#### Data entries
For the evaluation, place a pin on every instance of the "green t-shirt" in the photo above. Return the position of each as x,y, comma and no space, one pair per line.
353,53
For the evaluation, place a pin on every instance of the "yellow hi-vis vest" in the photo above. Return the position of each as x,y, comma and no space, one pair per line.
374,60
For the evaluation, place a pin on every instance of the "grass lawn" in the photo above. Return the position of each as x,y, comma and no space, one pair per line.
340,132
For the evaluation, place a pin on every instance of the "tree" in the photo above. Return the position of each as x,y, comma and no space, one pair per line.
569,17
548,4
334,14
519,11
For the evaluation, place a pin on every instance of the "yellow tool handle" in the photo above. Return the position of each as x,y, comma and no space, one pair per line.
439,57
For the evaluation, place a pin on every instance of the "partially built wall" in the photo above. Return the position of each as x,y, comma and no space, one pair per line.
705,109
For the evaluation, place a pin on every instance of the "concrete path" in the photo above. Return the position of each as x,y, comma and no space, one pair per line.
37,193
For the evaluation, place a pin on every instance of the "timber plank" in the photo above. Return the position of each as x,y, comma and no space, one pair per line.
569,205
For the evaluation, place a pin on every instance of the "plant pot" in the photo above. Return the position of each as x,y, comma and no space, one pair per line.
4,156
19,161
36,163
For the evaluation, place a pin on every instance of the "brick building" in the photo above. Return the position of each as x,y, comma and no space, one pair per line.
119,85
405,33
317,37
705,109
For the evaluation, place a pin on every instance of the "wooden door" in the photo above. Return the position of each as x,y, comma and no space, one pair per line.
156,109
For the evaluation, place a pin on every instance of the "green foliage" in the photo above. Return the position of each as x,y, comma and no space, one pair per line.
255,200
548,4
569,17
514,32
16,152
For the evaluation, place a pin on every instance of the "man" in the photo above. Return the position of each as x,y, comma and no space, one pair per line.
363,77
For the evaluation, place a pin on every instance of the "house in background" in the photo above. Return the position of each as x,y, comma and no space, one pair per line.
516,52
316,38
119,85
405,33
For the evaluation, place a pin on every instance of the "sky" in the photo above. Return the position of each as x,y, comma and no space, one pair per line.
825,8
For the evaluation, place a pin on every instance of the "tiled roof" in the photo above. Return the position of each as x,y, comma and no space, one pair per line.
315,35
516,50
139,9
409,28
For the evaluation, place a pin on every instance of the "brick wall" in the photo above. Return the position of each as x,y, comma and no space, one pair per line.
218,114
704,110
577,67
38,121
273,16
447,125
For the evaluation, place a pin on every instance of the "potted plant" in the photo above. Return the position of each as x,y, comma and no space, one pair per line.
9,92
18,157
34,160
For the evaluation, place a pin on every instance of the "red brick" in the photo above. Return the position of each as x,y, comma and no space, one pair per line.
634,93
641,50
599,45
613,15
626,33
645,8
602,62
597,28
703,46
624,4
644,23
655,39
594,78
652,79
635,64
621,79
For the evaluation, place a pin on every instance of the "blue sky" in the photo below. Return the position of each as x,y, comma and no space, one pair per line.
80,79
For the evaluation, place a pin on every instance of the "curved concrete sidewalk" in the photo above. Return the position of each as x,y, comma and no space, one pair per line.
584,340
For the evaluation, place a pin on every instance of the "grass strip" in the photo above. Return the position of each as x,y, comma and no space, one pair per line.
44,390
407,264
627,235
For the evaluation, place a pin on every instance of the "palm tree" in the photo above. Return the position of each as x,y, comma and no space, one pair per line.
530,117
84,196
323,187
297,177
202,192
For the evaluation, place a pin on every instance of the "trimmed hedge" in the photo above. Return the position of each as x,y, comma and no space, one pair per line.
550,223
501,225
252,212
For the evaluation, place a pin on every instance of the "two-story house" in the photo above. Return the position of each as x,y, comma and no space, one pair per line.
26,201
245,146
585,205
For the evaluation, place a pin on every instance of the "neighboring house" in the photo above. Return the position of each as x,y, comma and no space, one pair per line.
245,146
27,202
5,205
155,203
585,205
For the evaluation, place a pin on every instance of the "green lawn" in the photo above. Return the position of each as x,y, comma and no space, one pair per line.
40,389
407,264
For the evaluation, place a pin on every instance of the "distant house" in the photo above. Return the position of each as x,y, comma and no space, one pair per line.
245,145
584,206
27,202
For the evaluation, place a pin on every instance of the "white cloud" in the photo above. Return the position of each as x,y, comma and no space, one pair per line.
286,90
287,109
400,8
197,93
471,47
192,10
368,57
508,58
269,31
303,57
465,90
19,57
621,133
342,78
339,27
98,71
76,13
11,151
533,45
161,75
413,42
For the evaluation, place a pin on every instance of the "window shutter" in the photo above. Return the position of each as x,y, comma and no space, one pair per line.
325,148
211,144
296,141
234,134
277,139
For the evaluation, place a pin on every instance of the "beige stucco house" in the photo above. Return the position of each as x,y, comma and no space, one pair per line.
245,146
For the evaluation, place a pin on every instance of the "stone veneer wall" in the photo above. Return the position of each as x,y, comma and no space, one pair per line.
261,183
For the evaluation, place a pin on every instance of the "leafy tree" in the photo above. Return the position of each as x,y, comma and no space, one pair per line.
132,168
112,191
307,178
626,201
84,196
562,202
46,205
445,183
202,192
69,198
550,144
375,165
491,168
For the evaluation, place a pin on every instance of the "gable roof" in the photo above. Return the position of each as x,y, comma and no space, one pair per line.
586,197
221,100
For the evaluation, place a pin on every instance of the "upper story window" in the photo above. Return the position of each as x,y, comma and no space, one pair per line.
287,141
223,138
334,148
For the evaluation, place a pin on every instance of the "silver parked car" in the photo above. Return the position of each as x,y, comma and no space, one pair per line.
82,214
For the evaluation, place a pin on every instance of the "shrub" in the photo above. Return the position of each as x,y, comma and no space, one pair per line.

#### Brief
Return all the data exactly as given.

#### Written reply
For the evaluation, place a pin on every instance of the "green t-shirt" in the photo above. Return the position of each as x,y, comma and no space, one pair per line.
353,53
For the evaluation, place a pin on every instance of the "yellow hi-vis vest" in the photo above. Return the position of each as x,y, comma and no space, one pair per line.
374,60
For the evaluation, place a pin on every instance of the "grass lawn" in the photo above. Return the position of each as x,y, comma and no space, one pair per line.
340,132
For the evaluation, place a pin on every instance of the "tree" in the photo above. Return the position of each as x,y, comma and no space, one pair per line.
569,17
548,4
334,14
519,11
For the evaluation, place a pin on every instance of the "yellow tool handle" in the photo above. Return the position of each as x,y, comma and no space, one pair per line.
439,57
For the evaluation, place a pin on every instance of the "partially built wall" in the photo above. Return the position of each as x,y, comma and no space, one pair per line.
705,109
For the evaluation, place a pin on every instance of the "concrete path" in the photo above. Return the position of each as x,y, comma and no space, one pair per line.
37,193
For the evaluation, place a pin on every instance of the "timber plank" in the photo above. Return the position of each as x,y, comma and no space, one pair per line.
569,205
For the evaluation, place a pin on every instance of the "plant pot" in the photo above. Return the position of each as x,y, comma and no space, one pair per line.
4,156
19,161
36,163
For the evaluation, place a pin on every instance of the "brick building" in the photo above. Return the position of each as x,y, comma and no space, one pair per line.
119,85
405,33
317,37
705,109
For the evaluation, place a pin on every instance of the "wooden door" in the photo above. Return the position of each as x,y, comma and no space, one pair per line.
156,109
For the evaluation, place a pin on every instance of the "green foliage" in the photo above. Return the position of each as x,y, comma and no space, one pair per line.
255,200
548,4
569,17
514,32
16,152
For the evaluation, place a pin on every instance of the "man" in the photo above. Return the position of each as x,y, comma and no space, one pair per line.
363,77
For the evaluation, place a pin on every instance of the "house in background" in the photo above. Return the position of each as x,y, comma and no space, one pair per line.
516,52
316,38
119,85
405,33
For the evaluation, place a pin on every instance of the "sky" in the photo above. Return the position of each as x,y, comma and no space, one pair per line.
825,8
For the evaluation, place a pin on every instance of the "tiled roof" in the photo above. Return the position of each as x,y, comma and no space, one pair per line.
315,35
516,50
139,9
409,28
For the evaluation, place a pin on every instance of the "brick wall" in the photo above. Return the position of each as x,y, comma and no space, one pair per line.
218,114
704,110
577,67
38,121
273,16
447,125
For the evaluation, place a pin on every instance of the "potted plant" in the photo above. Return the position of each as x,y, comma and no space, one pair per line.
9,92
18,157
34,160
For the evaluation, place a pin on every instance of the "red brick" in the photo above. Return the position of each as x,y, comma and no space, one pair per line.
634,93
641,50
599,45
613,15
626,33
645,8
602,62
597,28
703,46
624,4
644,23
655,39
594,78
652,79
635,64
621,79
For the evaluation, place a pin on every instance of the "blue sky" in the photo below. Return the position of each as x,y, comma and no space, one pair per line.
80,79
For the evaluation, place a pin on every instance of the "curved concrete sidewalk" in the photo above. Return the position of each as x,y, comma and no space, one pair per line.
584,340
For the evaluation, place a pin on every instance of the "grass strip" in the photo above. Return the position of each as x,y, comma and no space, one pair per line.
44,390
407,264
627,235
For the evaluation, place a pin on every instance of the "palm tree" in the photo above. Return the position of each as x,y, comma and no space, one pair per line.
530,117
84,196
323,187
297,177
202,192
For the evaluation, place a pin on every instance of the "trimmed hedge" in the photo above. Return the position of each as x,y, comma and no space, one pair per line.
550,223
501,225
252,212
For the evaluation, place a pin on every instance of the "two-story house" in the photo above. Return the position of each as x,y, comma and no space, one pair per line.
26,201
245,146
585,205
For the evaluation, place a pin on every instance of the "neighboring house" in the photo above. Return the position of each as x,y, comma and no space, one pair per line.
245,146
27,202
5,205
155,203
585,205
For the evaluation, place a pin on every instance of the "green lawn" in the photo above. Return the position of each as x,y, comma and no space, one pair per line.
40,389
407,264
For the evaluation, place a pin on every instance of the "distant house" in the photo above. Return the position of each as x,y, comma and no space, one pair per line.
245,145
584,206
27,202
For the evaluation, place a pin on every instance of the "white cloud" in the photo above. Return the position of each as x,y, comma and no space, one pair per line.
286,90
287,109
400,8
197,93
471,47
192,10
368,57
508,58
269,31
303,57
465,90
19,57
621,133
342,78
339,27
98,71
76,13
11,151
533,45
161,75
413,42
For the evaluation, place a pin on every instance of the "window shutter" in the photo above. Return the position of each as x,y, comma and no space, one pair per line.
325,148
211,144
296,141
234,134
277,139
For the evaluation, place a pin on every instance of the "beige stucco house" in the photo above. Return the position of each as x,y, comma and no space, one pair per line.
245,146
For the evaluation, place a pin on every instance of the "stone veneer wall" in the photo above. Return the position of each as x,y, comma and no space, one pair per line.
261,183
For the evaluation, place a pin on every instance of the "leafy tree" in the photo above. Return the position of each as x,y, comma and no space, one pair per line.
132,168
112,191
307,178
626,201
84,196
562,202
46,205
445,183
202,192
69,198
550,144
375,165
491,168
For the evaluation, place a pin on every instance of the "gable roof" in the photo above. Return the position of each as x,y, comma and no space, one pair per line.
586,197
221,100
For the evaluation, place a pin on every instance of the "upper story window" in the photo above. Return the position of each as x,y, comma and no space, one pair per line.
287,141
223,138
334,148
For the evaluation, place a pin on every instance of the "silver parked car" in the photo above. Return the position of each as x,y, comma and no space, one pair per line.
82,214
For the evaluation, place a pin on every instance of the "shrub" in the photo above. Return the position of each as x,y, comma and no space, one pair per line.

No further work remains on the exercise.